[対象の文章]
┄┄┄┄┄┄┄┄┄┄
発酵食品である納豆は発酵の過程で納豆キナーゼ(ナットウキナーゼ)という酵素を生み出します。
この酵素は、納豆のネバネバ成分中に多く含まれていて、血液サラサラなど成人病予防に大きく役立つものです。
納豆キナーゼはオメガ3不飽和脂肪酸同様、高い血液サラサラ効果があります。
納豆キナーゼが余分な血栓を溶解する・高血圧の予防と改善・コレステロール値の低下など、成人病と密接な関わりのある血液の健康状態にどのように関係するかを考えてみます。
またあわせて日々の食生活の中で、どのように摂取すれば良いかをお伝えします。
納豆キナーゼが血栓を予防する。
心筋梗塞や脳梗塞は、血管が血栓によって詰まってしまうことで起こる病気です。
血栓はそれ自体、欠陥を修復するという大切な役割がありますが、血液がドロドロになるとスムーズに溶けなくなって蓄積されるため、血栓症を起こさせてしまいます。
平成21年の厚生労働省による人口動態統計によれば、日本人の死因の30パーセントは血栓による血管疾患によるものと報告されています。
┄┄┄┄┄┄┄┄┄┄
[データセットからの抜粋]
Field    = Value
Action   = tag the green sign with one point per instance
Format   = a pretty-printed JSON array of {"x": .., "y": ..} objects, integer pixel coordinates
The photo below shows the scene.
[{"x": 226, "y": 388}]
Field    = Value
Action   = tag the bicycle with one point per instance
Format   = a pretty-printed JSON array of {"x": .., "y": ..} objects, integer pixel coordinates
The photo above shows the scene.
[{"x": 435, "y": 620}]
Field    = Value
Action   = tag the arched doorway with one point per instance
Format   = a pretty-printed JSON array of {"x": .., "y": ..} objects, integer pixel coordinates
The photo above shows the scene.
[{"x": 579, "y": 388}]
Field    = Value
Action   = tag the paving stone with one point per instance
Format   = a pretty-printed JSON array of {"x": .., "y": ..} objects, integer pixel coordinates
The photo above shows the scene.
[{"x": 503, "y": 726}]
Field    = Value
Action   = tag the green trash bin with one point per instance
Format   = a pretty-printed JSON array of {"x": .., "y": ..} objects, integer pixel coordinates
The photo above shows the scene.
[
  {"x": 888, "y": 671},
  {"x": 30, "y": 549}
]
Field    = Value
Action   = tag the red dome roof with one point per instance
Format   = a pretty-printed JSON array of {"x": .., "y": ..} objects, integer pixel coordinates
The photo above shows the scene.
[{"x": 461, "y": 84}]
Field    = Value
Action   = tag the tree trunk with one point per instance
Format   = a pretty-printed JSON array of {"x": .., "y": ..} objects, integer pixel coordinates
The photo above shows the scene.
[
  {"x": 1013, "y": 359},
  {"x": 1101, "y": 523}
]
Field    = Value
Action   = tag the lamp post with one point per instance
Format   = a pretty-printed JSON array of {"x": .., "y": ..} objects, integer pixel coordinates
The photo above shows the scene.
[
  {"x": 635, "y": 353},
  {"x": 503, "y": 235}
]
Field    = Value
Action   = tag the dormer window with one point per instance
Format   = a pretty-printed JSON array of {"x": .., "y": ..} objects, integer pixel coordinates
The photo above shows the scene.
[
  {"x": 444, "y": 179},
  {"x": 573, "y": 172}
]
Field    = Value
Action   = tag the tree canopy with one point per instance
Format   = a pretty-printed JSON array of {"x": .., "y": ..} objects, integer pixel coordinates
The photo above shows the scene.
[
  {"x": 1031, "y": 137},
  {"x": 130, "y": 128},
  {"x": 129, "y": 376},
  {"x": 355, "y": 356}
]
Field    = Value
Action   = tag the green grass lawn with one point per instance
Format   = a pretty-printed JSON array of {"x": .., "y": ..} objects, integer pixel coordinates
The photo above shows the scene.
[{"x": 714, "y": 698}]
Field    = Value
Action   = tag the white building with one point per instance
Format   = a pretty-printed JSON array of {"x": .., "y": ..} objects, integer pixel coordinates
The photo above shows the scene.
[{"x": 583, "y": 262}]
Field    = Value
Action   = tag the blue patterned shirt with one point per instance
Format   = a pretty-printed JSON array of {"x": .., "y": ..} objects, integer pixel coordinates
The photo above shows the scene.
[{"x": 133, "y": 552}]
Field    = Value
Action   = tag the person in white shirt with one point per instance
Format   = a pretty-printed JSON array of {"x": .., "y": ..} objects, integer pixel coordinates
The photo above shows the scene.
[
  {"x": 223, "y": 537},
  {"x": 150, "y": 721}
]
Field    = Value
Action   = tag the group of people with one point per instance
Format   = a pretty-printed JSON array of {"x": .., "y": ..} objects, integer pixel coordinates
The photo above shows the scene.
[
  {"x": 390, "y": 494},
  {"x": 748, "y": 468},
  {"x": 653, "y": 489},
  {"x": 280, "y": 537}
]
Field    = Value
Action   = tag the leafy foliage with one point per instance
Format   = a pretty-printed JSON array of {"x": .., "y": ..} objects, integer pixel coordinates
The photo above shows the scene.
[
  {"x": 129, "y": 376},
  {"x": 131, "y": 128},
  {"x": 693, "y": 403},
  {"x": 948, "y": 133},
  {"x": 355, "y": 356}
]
┄┄┄┄┄┄┄┄┄┄
[課題の内容]
1. 納豆キナーゼに関する文章を読み、次の問いに答えてください。
(a) 納豆キナーゼは納豆のどの成分中に多く含まれているか。
(b) 心筋梗塞や脳梗塞は、血管が何によって詰まることで起こる病気とされているか。
(c) 平成21年の人口動態統計によれば、日本人の死因の何パーセントが血栓による血管疾患によるものと報告されているか。
2. 納豆キナーゼに関する文章から、「この酵素は、納豆のネバネバ成」という語句で始まり「心筋梗塞や脳梗塞は、血管が血栓によって詰まってしまうことで起こる病気です。」という語句で終わる部分を一字一句違えずに書き写してください。

[解答]
1.
(a) ネバネバ成分
(b) 血栓
(c) 30パーセント

2.
この酵素は、納豆のネバネバ成分中に多く含まれていて、血液サラサラなど成人病予防に大きく役立つものです。
納豆キナーゼはオメガ3不飽和脂肪酸同様、高い血液サラサラ効果があります。
納豆キナーゼが余分な血栓を溶解する・高血圧の予防と改善・コレステロール値の低下など、成人病と密接な関わりのある血液の健康状態にどのように関係するかを考えてみます。
またあわせて日々の食生活の中で、どのように摂取すれば良いかをお伝えします。
納豆キナーゼが血栓を予防する。
心筋梗塞や脳梗塞は、血管が血栓によって詰まってしまうことで起こる病気です。